--- Passage to read Enclosed Below ---

People with high blood pressure have more trouble than others in picking up emotional cues, a new study finds.
Researchers reported that people with high blood pressure were less reactive when shown photographs and text passages meant to trigger emotions including fear, anger and happiness.
This weakened response could be called “emotional dampening,” said James McCubbin, a psychology professor at Clemson University in South Carolina, who led the study.
Giving an example of how people try to manage the emotional responses of other people, McCubbin said, “When we send an email and try to make a joke, we need to use a smiley face to tell a reader it's a joke so they don't misinterpret it and get angry.”
However, “people with emotional dampening may have a hard time recognizing emotions,” he said. For instance, at work they might think their boss is kidding when he is actually showing his anger.
Previous studies linked high blood pressure to a reduced ability to perceive negative emotions. The new study also shows a lessened perception of positive emotions, the researchers wrote. (Elevated blood pressure also has been shown to reduce sensitivity to pain.)

--- End of Enclosed Passage to read ---
--- Supplied material Enclosed Below ---

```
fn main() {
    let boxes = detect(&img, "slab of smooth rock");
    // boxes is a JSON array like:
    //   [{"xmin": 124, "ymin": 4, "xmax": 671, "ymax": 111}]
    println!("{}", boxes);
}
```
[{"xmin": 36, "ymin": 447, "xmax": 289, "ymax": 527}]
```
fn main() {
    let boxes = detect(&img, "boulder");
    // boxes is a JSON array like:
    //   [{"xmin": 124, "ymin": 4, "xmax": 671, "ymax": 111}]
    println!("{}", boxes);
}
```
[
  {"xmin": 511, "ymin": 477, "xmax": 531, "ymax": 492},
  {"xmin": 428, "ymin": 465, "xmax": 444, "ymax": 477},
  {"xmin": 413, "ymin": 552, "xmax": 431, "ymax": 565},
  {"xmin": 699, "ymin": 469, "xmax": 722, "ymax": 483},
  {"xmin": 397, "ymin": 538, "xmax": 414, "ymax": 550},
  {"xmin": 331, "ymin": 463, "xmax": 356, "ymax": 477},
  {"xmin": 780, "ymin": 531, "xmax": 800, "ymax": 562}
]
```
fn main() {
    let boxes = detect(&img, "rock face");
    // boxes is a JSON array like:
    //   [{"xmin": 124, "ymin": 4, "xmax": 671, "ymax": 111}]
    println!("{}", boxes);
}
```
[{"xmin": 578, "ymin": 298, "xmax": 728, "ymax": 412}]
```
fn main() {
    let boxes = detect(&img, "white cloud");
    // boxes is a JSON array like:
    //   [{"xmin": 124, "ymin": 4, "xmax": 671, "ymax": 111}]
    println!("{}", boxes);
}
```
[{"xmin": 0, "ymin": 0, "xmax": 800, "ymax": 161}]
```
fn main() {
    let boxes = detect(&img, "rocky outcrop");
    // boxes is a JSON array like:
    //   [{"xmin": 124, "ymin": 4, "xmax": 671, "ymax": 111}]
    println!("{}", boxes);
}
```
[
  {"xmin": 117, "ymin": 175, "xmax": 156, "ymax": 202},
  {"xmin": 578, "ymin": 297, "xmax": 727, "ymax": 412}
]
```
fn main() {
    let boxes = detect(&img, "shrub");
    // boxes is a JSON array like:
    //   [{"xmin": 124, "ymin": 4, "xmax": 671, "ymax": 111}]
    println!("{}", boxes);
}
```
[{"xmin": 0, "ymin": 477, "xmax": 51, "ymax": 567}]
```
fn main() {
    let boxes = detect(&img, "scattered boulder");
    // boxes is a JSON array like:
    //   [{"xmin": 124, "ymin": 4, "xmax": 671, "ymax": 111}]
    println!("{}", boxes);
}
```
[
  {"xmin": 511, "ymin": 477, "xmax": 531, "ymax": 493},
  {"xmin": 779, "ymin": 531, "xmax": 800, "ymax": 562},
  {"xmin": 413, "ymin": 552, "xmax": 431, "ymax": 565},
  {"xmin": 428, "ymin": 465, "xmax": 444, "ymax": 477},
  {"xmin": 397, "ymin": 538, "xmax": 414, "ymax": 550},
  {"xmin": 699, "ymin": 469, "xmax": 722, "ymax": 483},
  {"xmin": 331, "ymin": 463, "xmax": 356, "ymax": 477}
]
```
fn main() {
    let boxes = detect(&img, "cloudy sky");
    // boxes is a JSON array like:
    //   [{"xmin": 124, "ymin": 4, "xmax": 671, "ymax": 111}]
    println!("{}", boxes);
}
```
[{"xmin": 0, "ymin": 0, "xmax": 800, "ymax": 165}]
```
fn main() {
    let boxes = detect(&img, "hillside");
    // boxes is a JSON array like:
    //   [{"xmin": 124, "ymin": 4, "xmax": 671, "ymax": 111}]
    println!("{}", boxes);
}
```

--- End of Enclosed Supplied material ---

* _Exercise instructions_:
1) Please revise the passage of the blood pressure article starting at "People with high blood pressure have" and ending at "led the study.", replacing "photographs" with "pictures".
2) Translate this sentence from the blood pressure article into Spanish: "People with high blood pressure have more trouble than others in picking up emotional cues, a new study finds."

* _Numbered answers_:
1)
People with high blood pressure have more trouble than others in picking up emotional cues, a new study finds.
Researchers reported that people with high blood pressure were less reactive when shown pictures and text passages meant to trigger emotions including fear, anger and happiness.
This weakened response could be called “emotional dampening,” said James McCubbin, a psychology professor at Clemson University in South Carolina, who led the study.

2) Las personas con presión arterial alta tienen más dificultades que otras para captar las señales emocionales, según un nuevo estudio.